ARBEITSAUFTRAG 1: Kannst du aus der Liste die Zeilen ab der Zeile mit "Every instance of the green glove" bis einschließlich der Zeile mit "[[139, 172]]" unverändert entnehmen und wiedergeben?

Lars Bogenius (Jonas Nay), erfolgreich bei „Die Chronik“

„Tausend Zeilen“ von Michael Bully Herbig erzählt den Fall Lars Bogenius, der die Zeitschrift „Die Chronik“ in größere Verlegenheit bringt.

von Renate Mumelter

Da erfindet sich ein Journalist Geschichten auf der Parkbank und Karriere bei dem deutschen Wochenmagazin, das von sich behauptet, alle Nachrichten auf Herz und Nieren zu prüfen. Der junge Mann bekommt Preise, und alles geht so lange gut bis ein Kollege auf Ungereimtheiten stößt. Er lässt den Ploderer auffliegen. Die Rede ist vom Fall Claas Relotius, der für das Nachrichtenmagazin „Der Spiegel“ 2018 gar nicht gut war.  

Jetzt läuft ein Film, der vom einem gedreht wurde, der es gern komisch hat. Michael Bully Herbig ist bekannt für „Der Schuh des Manitu“ oder „(T)raumschiff Surprise“ aber auch „Ballon“. Dass sich der Mann aus der komischen Ecke jetzt an ein ernstes Thema wagt, wird von den rezensierenden Medienkollegen im deutschen Sprachraum nicht gern gesehen. Schnell tun sie den neuen Bully-Film als oberflächlich ab. Ich habe es anders erlebt.

Realität?

In den ersten Filmsequenzen steigt für mich als Journalistin noch die Befürchtung auf, es könne sich um einen Film handeln, der das Verschwörungs-Konstrukt der Lügenpresse zementiert. Diese Befürchtung schwindet schnell. Was interessanterweise bleibt, ist eine wiederkehrende gedankliche Verbindung zum Magazin „Der Spiegel“. Nicht weil es im Film um den Fall Relotius geht, sondern wegen der geschilderten Atmosphäre. 

Was der echte Claas Relotius aufgeführt hat tut der Branche nicht gut. Das mit dem Spiegel der Wirklichkeit, den Journalismus bieten sollte, ist aber auch so eine Sache. Wirkliche Objektivität gibt es nicht. Es geht immer auch um Auswahlkriterien, politische Einflussnahmen, um Sichtweisen, Darstellungsweisen undundund.

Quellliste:
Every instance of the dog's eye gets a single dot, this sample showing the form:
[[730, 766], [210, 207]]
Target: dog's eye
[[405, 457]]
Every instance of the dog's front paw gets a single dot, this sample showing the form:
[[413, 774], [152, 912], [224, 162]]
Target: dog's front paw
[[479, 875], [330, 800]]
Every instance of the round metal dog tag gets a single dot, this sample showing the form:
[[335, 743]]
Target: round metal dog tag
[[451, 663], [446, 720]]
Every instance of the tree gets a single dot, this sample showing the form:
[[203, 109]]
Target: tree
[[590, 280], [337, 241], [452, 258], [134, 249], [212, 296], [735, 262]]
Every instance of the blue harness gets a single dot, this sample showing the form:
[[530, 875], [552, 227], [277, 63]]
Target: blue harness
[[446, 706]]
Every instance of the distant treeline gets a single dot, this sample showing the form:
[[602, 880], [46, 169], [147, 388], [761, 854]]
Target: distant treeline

==

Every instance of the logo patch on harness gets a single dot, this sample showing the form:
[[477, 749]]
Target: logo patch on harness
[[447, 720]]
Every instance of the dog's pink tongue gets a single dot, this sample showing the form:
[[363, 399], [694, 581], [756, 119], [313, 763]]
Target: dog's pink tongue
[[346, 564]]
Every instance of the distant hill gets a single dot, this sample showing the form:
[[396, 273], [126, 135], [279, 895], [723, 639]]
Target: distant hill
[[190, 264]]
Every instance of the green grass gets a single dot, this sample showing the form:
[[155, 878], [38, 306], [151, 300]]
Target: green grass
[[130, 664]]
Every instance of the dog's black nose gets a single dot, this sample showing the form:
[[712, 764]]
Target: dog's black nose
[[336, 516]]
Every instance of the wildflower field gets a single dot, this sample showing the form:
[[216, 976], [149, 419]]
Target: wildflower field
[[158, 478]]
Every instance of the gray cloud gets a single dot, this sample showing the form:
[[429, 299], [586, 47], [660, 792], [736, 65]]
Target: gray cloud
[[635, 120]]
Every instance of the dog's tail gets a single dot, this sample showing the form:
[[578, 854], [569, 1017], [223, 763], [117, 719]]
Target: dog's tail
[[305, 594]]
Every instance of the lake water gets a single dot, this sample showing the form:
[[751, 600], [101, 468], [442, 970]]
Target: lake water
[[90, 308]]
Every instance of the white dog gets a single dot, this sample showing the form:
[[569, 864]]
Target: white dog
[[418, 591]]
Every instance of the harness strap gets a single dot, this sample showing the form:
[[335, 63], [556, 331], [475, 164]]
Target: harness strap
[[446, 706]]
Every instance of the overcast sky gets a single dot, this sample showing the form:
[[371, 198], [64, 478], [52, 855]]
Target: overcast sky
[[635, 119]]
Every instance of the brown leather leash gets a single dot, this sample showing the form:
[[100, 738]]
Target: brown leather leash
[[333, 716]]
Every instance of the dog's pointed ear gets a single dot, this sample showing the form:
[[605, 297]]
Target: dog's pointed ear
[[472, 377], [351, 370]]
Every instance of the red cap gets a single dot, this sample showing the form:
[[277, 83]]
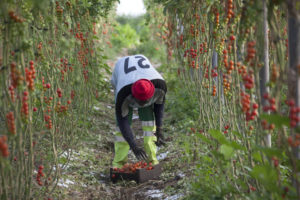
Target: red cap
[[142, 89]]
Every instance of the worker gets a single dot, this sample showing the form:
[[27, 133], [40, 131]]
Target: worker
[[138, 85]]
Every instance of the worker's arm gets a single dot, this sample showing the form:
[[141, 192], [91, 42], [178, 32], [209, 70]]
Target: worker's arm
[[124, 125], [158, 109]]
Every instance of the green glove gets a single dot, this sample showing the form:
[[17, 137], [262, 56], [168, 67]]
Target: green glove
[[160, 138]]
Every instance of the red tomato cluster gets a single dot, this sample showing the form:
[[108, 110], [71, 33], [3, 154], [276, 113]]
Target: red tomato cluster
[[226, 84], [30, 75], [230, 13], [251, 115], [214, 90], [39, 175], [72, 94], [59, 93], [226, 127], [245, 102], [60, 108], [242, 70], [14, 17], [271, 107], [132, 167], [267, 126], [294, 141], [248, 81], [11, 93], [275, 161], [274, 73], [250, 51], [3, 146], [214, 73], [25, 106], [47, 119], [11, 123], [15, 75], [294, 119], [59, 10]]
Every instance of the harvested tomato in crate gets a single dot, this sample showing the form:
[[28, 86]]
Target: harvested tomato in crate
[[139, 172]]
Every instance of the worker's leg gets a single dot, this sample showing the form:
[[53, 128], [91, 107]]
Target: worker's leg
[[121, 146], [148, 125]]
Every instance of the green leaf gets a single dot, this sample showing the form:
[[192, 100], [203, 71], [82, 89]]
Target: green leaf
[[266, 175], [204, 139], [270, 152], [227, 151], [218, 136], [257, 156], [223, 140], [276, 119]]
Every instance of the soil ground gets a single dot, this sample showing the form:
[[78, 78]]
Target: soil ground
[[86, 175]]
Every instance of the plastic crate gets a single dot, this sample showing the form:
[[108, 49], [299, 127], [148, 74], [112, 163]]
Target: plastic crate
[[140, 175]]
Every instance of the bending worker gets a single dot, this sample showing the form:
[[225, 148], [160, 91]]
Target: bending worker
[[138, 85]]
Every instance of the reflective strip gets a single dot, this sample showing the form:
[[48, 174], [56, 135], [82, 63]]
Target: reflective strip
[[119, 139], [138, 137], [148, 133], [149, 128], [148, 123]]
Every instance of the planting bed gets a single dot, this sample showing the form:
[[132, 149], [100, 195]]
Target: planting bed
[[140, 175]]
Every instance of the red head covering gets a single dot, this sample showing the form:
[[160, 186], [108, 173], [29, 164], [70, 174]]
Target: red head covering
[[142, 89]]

ARBEITSAUFTRAG 2: Wie könnte die Filmkritik zu „Tausend Zeilen“ nach ihrem letzten Satz weitergehen? Schreib die Fortsetzung.

ANTWORT 1:
Every instance of the green glove gets a single dot, this sample showing the form:
[[17, 137], [262, 56], [168, 67]]
Target: green glove
[[160, 138]]
Every instance of the red tomato cluster gets a single dot, this sample showing the form:
[[108, 110], [71, 33], [3, 154], [276, 113]]
Target: red tomato cluster
[[226, 84], [30, 75], [230, 13], [251, 115], [214, 90], [39, 175], [72, 94], [59, 93], [226, 127], [245, 102], [60, 108], [242, 70], [14, 17], [271, 107], [132, 167], [267, 126], [294, 141], [248, 81], [11, 93], [275, 161], [274, 73], [250, 51], [3, 146], [214, 73], [25, 106], [47, 119], [11, 123], [15, 75], [294, 119], [59, 10]]
Every instance of the harvested tomato in crate gets a single dot, this sample showing the form:
[[28, 86]]
Target: harvested tomato in crate
[[139, 172]]

ANTWORT 2:
Komisch

Komisch ist am Film „Tausend Zeilen“ eigentlich wenig außer den Figuren. Das sind Lars Bogenius (alias Relotius) und vor allem die anderen drumrum. Sie spiegeln ein System, in dem Bogenius prächtig gedeihen konnte. Tatort-Kommissar Jörg Hartmann und der in Südtirol wegen seiner Gastspiele bestens bekannte Michael Maertens spielen den stellvertretenden Chefredakteur und den zuständigen Ressortleiter des Magazins „Die Chronik“. Sie sind von Karriereambitionen getrieben. Da kommt ihnen Bogenius mit den gut geschriebenen Stories gerade recht. Als Kollege Juan Moreno auf Ungereimtheiten stößt, passt ihnen das natürlich gar nicht, und sie wimmeln ab. 

Spannend

Diese Abwimmelphase ist die eigentlich spannende im Herbig-Film. Maertens, der den Schleimer bestens kann, ist zum Grinsen und zum Kotzen zugleich, Hartmann ist nüchterner aber auch nicht besser. Auf der anderen Seite steht natürlich der Gute, Juan Moreno, der quasi unter Einsatz des Lebens gemeinsam mit dem Fotografen Milo (Michael Ostrowski) aufzudecken versucht. Das ist spannend, obwohl der Ausgang der Geschichte bestens bekannt ist. 

Die Figur von Juan Moreno hat im Film übrigens den Namen beibehalten. Der echte Aufdecker Moreno schrieb das Buch „Tausend Zeilen“, an dem sich der Film orientiert. 

Interessant

Bei der Besetzung der Hauptrollen hat Herbig nicht nur schauspielerische Eignung sondern auch äußerliche Ähnlichkeiten berücksichtigt. Bogenius gleicht Relotius und Moreno Moreno. 

Michael Bully Herbig kann Film, auch wenn’s um das Ernst zwischen dem Heiter geht. Mit diesem Film wirft er Fragen auf. Mir gehen die zwei aus der Chefetage nicht aus dem Kopf.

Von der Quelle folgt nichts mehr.